TAREFA PROPOSTA A> Localize nos registos todas as linhas que contêm a palavra "wooden" e copie-as.

Alberto Costa
advogado
Há dois anos, quando se aguardava ainda o governo e o seu programa, anotei aqui – visto da Foz – o facto inédito dos votos dos portugueses «terem posto ao alcance de um líder do PS um exercício governativo de uma década». A oportunidade gorou-se e o enorme crédito político concedido reduziu-se imenso, como se tornou patente nas recentes eleições. E isto sem que tenha sido – suponho haver acordo nisso – por especial mérito da oposição.

TAREFA PROPOSTA B>
Responda com base no excerto:
(i) Que profissão aparece indicada junto ao nome de Alberto Costa?
(ii) Há quanto tempo foi feita a anotação mencionada no início?
(iii) Em que ocasião se tornou patente a redução do crédito político?

Registos guardados:
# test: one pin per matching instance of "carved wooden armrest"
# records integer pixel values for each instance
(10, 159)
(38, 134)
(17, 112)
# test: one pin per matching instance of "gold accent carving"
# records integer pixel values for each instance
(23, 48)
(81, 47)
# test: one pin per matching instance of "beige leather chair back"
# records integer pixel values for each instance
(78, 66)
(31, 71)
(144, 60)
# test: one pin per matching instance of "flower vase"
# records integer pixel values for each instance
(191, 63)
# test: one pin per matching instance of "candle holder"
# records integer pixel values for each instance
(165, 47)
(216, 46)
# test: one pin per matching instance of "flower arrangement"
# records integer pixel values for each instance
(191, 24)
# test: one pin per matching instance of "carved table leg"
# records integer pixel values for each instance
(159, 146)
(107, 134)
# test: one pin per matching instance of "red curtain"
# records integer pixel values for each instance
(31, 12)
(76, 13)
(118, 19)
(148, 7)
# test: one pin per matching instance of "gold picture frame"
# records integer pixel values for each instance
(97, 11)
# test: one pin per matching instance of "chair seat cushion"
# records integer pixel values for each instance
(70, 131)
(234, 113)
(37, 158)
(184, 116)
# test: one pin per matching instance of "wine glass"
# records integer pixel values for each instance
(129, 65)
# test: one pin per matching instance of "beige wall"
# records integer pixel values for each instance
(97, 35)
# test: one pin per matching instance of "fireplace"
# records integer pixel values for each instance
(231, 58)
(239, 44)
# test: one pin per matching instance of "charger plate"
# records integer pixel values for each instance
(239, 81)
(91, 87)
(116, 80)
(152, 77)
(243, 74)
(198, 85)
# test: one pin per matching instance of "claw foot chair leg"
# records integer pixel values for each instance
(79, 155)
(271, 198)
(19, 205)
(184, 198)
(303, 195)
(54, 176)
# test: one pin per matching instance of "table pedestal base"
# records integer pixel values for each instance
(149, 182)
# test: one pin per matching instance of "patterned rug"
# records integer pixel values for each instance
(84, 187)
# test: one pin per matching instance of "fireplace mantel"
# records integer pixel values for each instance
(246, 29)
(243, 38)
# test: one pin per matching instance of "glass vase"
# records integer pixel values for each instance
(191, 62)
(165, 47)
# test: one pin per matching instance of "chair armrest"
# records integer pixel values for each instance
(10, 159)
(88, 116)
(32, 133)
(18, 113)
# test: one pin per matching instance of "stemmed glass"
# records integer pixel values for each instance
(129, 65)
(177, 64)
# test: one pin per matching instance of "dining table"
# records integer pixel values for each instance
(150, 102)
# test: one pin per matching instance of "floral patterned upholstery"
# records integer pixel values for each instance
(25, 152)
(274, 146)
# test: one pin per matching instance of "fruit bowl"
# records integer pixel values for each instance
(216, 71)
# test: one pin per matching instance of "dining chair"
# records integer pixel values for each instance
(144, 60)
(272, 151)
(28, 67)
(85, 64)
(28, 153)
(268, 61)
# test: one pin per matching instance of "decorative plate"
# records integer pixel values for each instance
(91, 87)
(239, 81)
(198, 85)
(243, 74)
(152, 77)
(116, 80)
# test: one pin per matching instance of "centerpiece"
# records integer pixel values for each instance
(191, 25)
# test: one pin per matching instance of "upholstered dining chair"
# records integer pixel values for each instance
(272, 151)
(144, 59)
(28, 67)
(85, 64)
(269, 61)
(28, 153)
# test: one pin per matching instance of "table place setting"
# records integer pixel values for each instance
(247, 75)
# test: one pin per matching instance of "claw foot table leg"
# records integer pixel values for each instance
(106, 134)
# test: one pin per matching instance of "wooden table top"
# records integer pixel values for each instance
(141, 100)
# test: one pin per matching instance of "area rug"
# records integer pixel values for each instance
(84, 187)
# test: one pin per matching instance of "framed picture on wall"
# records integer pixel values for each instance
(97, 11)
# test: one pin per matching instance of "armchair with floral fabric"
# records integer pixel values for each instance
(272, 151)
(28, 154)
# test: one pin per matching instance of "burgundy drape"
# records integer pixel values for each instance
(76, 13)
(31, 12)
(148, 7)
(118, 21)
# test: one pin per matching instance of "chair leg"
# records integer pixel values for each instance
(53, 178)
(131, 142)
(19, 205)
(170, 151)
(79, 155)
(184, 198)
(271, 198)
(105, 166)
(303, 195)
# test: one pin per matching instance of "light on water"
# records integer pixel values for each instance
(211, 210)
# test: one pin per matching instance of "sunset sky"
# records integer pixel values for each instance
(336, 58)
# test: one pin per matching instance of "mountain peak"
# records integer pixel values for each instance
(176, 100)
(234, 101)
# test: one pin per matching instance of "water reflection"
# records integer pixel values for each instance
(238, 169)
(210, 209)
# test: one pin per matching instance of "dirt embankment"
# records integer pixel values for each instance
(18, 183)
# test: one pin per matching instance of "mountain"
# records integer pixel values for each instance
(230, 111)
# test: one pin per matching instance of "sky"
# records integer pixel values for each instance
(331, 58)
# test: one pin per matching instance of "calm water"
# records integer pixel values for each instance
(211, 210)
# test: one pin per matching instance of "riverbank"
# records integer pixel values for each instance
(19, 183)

* * *

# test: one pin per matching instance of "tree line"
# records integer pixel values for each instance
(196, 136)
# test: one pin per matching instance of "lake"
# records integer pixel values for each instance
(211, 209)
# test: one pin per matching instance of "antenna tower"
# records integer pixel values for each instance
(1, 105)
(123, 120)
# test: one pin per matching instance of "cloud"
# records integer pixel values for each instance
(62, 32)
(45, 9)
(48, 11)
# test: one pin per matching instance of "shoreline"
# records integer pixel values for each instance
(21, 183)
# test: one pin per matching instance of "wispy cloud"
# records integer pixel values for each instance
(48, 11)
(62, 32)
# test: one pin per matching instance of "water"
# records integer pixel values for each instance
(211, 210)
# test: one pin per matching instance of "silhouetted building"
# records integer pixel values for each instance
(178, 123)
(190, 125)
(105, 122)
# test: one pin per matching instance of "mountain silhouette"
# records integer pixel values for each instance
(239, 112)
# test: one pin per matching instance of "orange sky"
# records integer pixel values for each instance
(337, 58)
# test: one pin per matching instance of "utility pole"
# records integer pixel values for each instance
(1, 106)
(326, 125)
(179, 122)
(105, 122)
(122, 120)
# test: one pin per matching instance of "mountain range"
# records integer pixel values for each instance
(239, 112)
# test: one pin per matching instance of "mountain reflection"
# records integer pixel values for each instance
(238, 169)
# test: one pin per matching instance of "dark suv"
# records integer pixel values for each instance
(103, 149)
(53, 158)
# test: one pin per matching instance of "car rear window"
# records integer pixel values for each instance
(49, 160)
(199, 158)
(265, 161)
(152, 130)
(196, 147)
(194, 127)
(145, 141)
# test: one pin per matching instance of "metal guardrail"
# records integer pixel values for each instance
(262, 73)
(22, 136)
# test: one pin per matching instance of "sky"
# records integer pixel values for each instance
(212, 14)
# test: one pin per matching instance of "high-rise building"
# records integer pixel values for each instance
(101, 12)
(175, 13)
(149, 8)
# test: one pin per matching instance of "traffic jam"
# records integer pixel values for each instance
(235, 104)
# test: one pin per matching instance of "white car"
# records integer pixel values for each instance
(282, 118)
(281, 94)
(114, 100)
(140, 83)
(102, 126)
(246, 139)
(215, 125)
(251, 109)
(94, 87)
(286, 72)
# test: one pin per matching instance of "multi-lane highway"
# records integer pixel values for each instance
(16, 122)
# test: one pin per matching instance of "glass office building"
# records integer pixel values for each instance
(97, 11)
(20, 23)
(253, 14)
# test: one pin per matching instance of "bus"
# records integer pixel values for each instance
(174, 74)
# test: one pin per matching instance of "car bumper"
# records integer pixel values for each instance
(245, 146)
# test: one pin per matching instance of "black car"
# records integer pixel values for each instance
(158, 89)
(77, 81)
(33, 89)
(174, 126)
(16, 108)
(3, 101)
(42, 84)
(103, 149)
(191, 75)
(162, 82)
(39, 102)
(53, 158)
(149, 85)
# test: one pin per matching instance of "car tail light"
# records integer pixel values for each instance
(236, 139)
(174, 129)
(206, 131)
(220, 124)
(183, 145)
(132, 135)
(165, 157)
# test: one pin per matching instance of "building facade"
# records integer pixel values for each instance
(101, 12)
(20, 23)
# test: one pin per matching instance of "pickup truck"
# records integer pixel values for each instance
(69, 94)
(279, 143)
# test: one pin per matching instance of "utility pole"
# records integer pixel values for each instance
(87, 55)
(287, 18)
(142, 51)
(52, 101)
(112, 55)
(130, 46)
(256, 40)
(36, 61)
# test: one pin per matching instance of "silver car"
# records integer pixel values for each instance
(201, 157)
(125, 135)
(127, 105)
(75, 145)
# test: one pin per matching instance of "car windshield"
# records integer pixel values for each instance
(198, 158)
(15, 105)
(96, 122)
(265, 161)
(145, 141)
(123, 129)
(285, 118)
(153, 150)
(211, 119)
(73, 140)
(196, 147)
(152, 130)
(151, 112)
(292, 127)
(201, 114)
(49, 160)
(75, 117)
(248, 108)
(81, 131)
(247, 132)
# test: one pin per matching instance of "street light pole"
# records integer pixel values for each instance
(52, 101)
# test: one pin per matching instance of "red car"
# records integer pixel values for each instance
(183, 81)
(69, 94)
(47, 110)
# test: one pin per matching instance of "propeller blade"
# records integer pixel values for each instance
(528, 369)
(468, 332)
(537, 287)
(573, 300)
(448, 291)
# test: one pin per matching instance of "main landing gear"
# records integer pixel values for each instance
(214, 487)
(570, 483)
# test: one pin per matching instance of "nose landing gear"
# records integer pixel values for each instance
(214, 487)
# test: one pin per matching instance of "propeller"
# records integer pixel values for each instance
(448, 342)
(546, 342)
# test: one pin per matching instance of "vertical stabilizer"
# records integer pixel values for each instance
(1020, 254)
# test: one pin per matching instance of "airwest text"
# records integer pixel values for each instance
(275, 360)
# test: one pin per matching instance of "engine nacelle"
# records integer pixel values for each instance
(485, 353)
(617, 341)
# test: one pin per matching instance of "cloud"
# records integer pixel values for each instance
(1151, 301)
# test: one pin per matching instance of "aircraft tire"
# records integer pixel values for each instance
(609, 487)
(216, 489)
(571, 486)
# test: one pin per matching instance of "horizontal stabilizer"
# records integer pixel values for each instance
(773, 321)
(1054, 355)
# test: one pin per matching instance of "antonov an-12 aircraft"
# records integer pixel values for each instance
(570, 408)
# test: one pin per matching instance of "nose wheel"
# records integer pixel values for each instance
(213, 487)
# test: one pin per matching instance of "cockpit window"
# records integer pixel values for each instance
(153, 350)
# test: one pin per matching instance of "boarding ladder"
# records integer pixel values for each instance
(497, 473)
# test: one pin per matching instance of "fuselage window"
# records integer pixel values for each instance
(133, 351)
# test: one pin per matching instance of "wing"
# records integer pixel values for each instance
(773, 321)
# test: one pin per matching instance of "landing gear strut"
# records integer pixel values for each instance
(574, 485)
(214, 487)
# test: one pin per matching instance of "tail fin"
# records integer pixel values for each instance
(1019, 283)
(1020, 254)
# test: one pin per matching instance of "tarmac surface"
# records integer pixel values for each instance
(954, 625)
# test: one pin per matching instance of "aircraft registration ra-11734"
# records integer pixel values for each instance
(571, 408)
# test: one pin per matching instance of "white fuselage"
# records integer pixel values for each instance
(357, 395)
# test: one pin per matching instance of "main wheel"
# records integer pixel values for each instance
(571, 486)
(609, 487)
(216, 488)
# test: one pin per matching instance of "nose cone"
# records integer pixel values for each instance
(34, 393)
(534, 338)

...

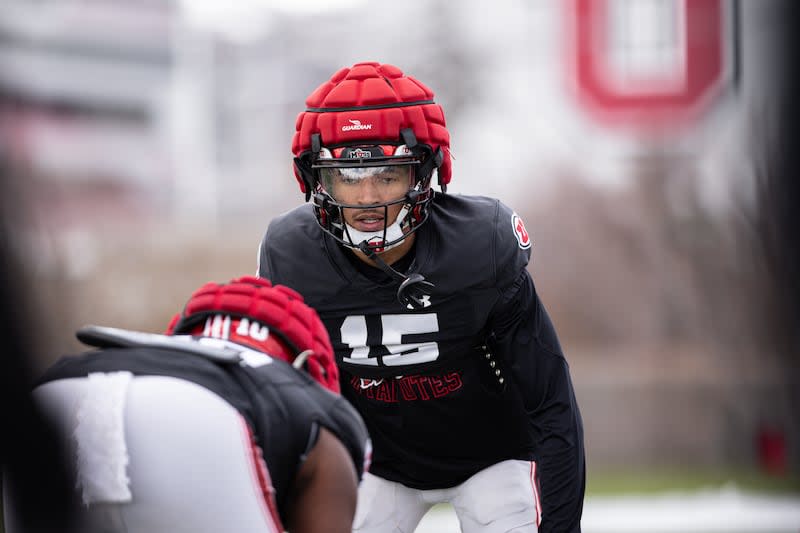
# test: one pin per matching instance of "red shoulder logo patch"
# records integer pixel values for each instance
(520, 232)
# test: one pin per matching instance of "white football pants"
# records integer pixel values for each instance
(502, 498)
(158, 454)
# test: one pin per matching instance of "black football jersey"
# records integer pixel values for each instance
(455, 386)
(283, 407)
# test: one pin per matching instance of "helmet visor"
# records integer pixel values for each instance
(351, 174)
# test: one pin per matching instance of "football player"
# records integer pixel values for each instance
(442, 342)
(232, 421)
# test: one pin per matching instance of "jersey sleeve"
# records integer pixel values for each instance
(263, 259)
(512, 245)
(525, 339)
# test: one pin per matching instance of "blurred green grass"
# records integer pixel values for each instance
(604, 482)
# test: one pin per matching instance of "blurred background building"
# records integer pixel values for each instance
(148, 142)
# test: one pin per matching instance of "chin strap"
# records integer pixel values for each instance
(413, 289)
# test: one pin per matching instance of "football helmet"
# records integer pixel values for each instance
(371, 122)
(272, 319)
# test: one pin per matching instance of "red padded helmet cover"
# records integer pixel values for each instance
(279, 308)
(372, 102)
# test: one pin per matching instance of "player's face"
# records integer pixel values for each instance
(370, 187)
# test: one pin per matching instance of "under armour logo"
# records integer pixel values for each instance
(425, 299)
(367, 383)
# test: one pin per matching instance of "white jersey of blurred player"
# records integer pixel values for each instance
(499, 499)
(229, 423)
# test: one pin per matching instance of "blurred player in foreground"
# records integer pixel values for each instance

RESPOSTA COMPLETA A>
# test: one pin per matching instance of "carved wooden armrest"
# test: one pin per matching instance of "wooden table top"

RESPOSTA COMPLETA B>
(i) Advogado.
(ii) Há dois anos.
(iii) Nas recentes eleições.